# PROBLEM TO SOLVE:
Reproduce the part of the excerpt about Connectors and Mavens that runs between "Here’s an example" and "from me directly.", inclusive.

# EXCERPT:
Segment Open
Here’s an example of what I mean: As the “Paul Revere” of my online community (i.e., a Connector/Maven), I get a lot of people who ask me a lot of questions. I get “tagged” (on Facebook) more than a New York subway train in the 1980s. I also get direct messages and emails from random individuals wanting (publicly available or easily accessible) information from me directly.

I don’t mean to sound bitter. I really don’t. The simple truth is I love helping connect people with awesome ideas and information. But I am so much more inclined to help someone with whom I have a relationship—someone who takes time to be interested and engaged in my life and cultivates a relationship with me because they care about me—not just my value as an information receptacle. If I wanted to be solely in the business of handing out information, I would have taken a job as a Public Information Officer. (Google it.)

Remember, when it comes to your favorite Connectors and Mavens, a little thoughtfulness goes a long way.

Complement yourself (by hiring or partnering with great people.)

Of course, some of us just aren’t naturally resourceful and that’s okay, as long as you know your strengths and find ways to complement your own approach to life and business with people who are inclined to “Google it.”
Segment Closed
Stored data entries:
Segment Open
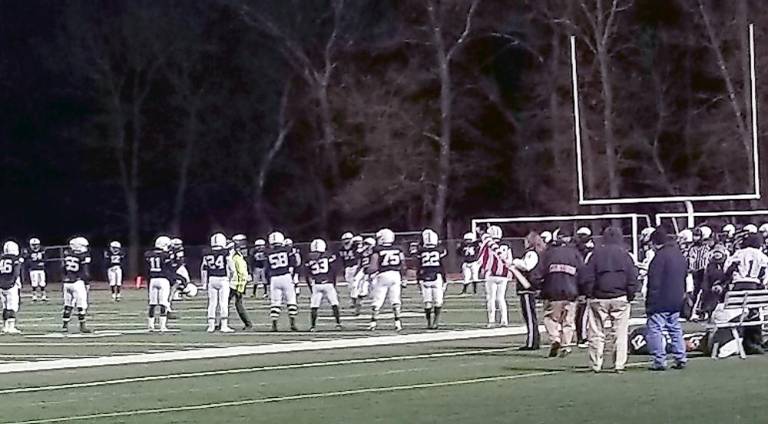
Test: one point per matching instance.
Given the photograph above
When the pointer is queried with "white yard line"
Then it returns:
(224, 352)
(318, 395)
(247, 370)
Segment Closed
# TASK SOLUTION:
Here’s an example of what I mean: As the “Paul Revere” of my online community (i.e., a Connector/Maven), I get a lot of people who ask me a lot of questions. I get “tagged” (on Facebook) more than a New York subway train in the 1980s. I also get direct messages and emails from random individuals wanting (publicly available or easily accessible) information from me directly.